_PAGE_
* BEGIN *

# CNN with Keras by TensorFlow using Smoothed Data

This notebook is a variation of the workbook 'CNN.ipynb', with the primary difference being the input data is smoothed. This notebook was developed as an exploratory measured to determine if data smoothing would improve model results. The conclusion is that it does not, which is documented in the following sections. 

# 1.0 Dependencies and Notes

This notebook was built with the libraries imported below and the following versions:

Pandas 2.2.3 <br>
Numpy 2.0.2 <br>
Altair 5.4.1 <br>
sklearn 1.5.0 <br>
Keras 3.6.0 <br>

Different versions of these libraries may affect the functionality of this notebook.

The purpose of this notebook is to create a convolutional neural network to predict remaining useful life of jet engines using data provided by NASA that was then smoothed to reduce noise. The notebook includes definitions to build the model, fit it, and then explore and store the results.

* END *

Resume the notebook introduction about the CNN trained on smoothed jet engine data, picking up right after its final sentence.

_RECORDED INFORMATION_
* BEGIN *

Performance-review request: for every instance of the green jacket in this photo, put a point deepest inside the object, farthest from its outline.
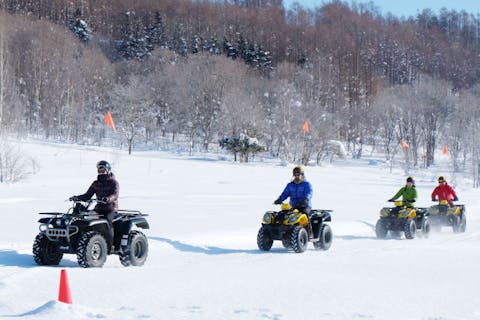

* END *

_OUTPUT OF THE TASK_
Results are stored via a CSV file. There is a function for looping through different parameters, and other functions for viewing, exploring, and saving the results. 

In [2]:
import pandas as pd
import numpy as np
import altair as alt
import sklearn
from sklearn.metrics import mean_absolute_error, mean_squared_error, r2_score
from numpy import array, hstack
import pickle
import keras
from keras.models import Sequential
from keras.layers import Dense, Flatten, Conv1D, MaxPooling1D
from keras import Input

In [3]:
print(pd.__version__)
print(np.__version__)
print(alt.__version__)
print(sklearn.__version__)
print(keras.__version__)

2.2.3
2.0.2
5.4.1
1.5.0
3.6.0


## 1.1 Load smoothed batched data and define train and test sets 

In [5]:
#link = 'processed_data_pickle_files_no_smoothing/'
link = '../data/smoothed_batched_data_pickle_files/'

with open(link + 'processed_test_data.pkl', 'rb') as file:
    test = pickle.load(file)
    
with open(link + 'processed_train_data.pkl', 'rb') as file:
    train = pickle.load(file)    
    
with open(link + 'processed_train_targets.pkl', 'rb') as file:
    y_train = pickle.load(file)
    
with open('../data/batched_data_pickle_files/' + 'true_rul.pkl', 'rb') as file:
    y_test = pickle.load(file)

In [8]:
display(train.shape)
display(y_train.shape)
display(test.shape)
display(y_test.shape)

(17731, 30, 14)

(17731,)

(100, 30, 14)

(100,)

In [9]:
#Initialize so definitions don't throw an error. Will be redefined in subsequent section.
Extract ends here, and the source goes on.